*Selected passage:*

When Ralph Lemon found himself inside the atrium space at the Museum of Modern Art, where he performed Untitled, a duet with Okwui Okpokwasili in 2011, he had an epiphany. “I felt I was a beginner again,” he says. The atrium—packed with tourists—is a diabolical place for a dance performance, but for the veteran choreographer and visual artist, pushing past his comfort zone is home. Lemon, along with Jenny Schlenzka and Jill A. Samuels, has co-organized “Some sweet day,” a three-week program of dance at the museum beginning October 15, featuring pairings of six choreographers: Steve Paxton and Jérôme Bel, Faustin Linyekula and Dean Moss, and Deborah Hay and Sarah Michelson. The days ahead are sweet indeed.

Time Out New York: How did the idea for “Some sweet day” originate?
Ralph Lemon:
I was asked to curate a performance series that was going to be part of an art exhibit at ICA in Boston, and the idea was to do some kind of performances around this show they were creating called “The Blues.” It was addressing the idea of blues as a particular kind of American culture aesthetic—not so specifically about American blues music, but its metaphorical relationship to American culture and art. And it interested me. It was one of the first requests for me to do something as a curator. This was around 2007, before Judy [Hussie-Taylor] and I got together to do that stuff at Danspace. I thought the only thing that interested me about this was that I would get to curate. Not the only thing—I am very interested in blues music, but I didn’t want to get too located into the music end and its racial confinements. I thought it might be interesting to let some of the artists that I really love translate what that might mean to them. I opened it up racially and I thought of Sarah and Deborah and Faustin and Dean—I kept it pretty much about the blues idea. How would you guys relate to this as music or just sound? I also wanted to pair these artists together. On a personal level, I wanted to have a week where artists were having some kind of a meta-conversation that was, again, about me personally looking at two people in the same place, in the same time. A Deborah Hay and a Sarah Michelson—these two iconic figures from different generations and, obviously, a different kind of work. I felt there’s some historical relationship here that’s about the past but also the present, and it would be interesting to have them in a similar context.

*Things to do:*
[a] Write out the portion of the Ralph Lemon interview that opens with the words containing "When Ralph Lemon" and closes with "are sweet indeed.".
[b] According to the opening paragraph of the Ralph Lemon interview, which choreographers are paired in the "Some sweet day" program? List them all.

*Record extracts:*
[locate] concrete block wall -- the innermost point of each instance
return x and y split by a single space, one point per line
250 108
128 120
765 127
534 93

*The results:*
[a]
When Ralph Lemon found himself inside the atrium space at the Museum of Modern Art, where he performed Untitled, a duet with Okwui Okpokwasili in 2011, he had an epiphany. “I felt I was a beginner again,” he says. The atrium—packed with tourists—is a diabolical place for a dance performance, but for the veteran choreographer and visual artist, pushing past his comfort zone is home. Lemon, along with Jenny Schlenzka and Jill A. Samuels, has co-organized “Some sweet day,” a three-week program of dance at the museum beginning October 15, featuring pairings of six choreographers: Steve Paxton and Jérôme Bel, Faustin Linyekula and Dean Moss, and Deborah Hay and Sarah Michelson. The days ahead are sweet indeed.

[b]
Steve Paxton
Jérôme Bel
Faustin Linyekula
Dean Moss
Deborah Hay
Sarah Michelson